Key technical contributions include: (1) a domain‑specific archive that incorporates execution interfaces for target‑model queries and judge feedback; (2) an evolutionary selection mechanism that creates multiple offspring per generation and keeps the best‑performing system; (3) helper functions that automate prompt generation, response retrieval, and success evaluation. The search space explores design patterns such as Dynamic Role‑Playing, Interactive Feedback Loops, and Monte‑Carlo Tree Search‑guided strategy selection.

Empirical evaluation covers open‑source models (Llama‑2‑7B, Llama‑3‑8B) and proprietary models (GPT‑3.5‑Turbo, GPT‑4o, Claude‑Sonnet‑3.5). On the HarmBench benchmark, AgenticRed achieves 96 % ASR on Llama‑2‑7B (a 36 % absolute gain over the previous best) and 98 % on Llama‑3‑8B. Transferability is striking: 100 % ASR on both GPT‑3.5‑Turbo and GPT‑4o, and a 60 % ASR on Claude‑Sonnet‑3.5 (24 % improvement). Qualitative analysis shows that the discovered workflows often combine dynamic role reassignment with iterative feedback, allowing the attacker to adapt prompts after partial failures and to exploit subtle guard‑rail gaps.

§ Supplied records
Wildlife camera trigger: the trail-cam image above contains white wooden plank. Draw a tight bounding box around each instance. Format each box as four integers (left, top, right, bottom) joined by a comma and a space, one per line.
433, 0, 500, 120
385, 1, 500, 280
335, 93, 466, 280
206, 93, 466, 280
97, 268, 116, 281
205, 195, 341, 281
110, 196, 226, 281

§ Your assignment
Continue the AgenticRed summary after its last sentence. The listing comes from a separate source.

§ Answer to the problem
The authors acknowledge limitations: the malicious‑intent dataset is finite and may not capture all real‑world threats; the meta‑agent itself is a large LLM, incurring high computational cost; and the reliability of the judge function directly influences evolutionary pressure, potentially biasing the search. Future work is suggested in three directions: (a) extending the framework to multimodal red‑team tasks (e.g., image or audio generation); (b) integrating human‑in‑the‑loop verification or more robust safety judges to mitigate false positives; and (c) developing lightweight meta‑agents or more sample‑efficient evolutionary strategies to reduce compute.

In summary, AgenticRed demonstrates that automated system‑design techniques, when coupled with LLM in‑context learning and evolutionary selection, can automatically discover highly effective red‑team agents that outperform manually engineered baselines across a range of models. This establishes a scalable, adaptable approach for AI safety evaluation that can keep pace with the rapid rollout of increasingly capable language models.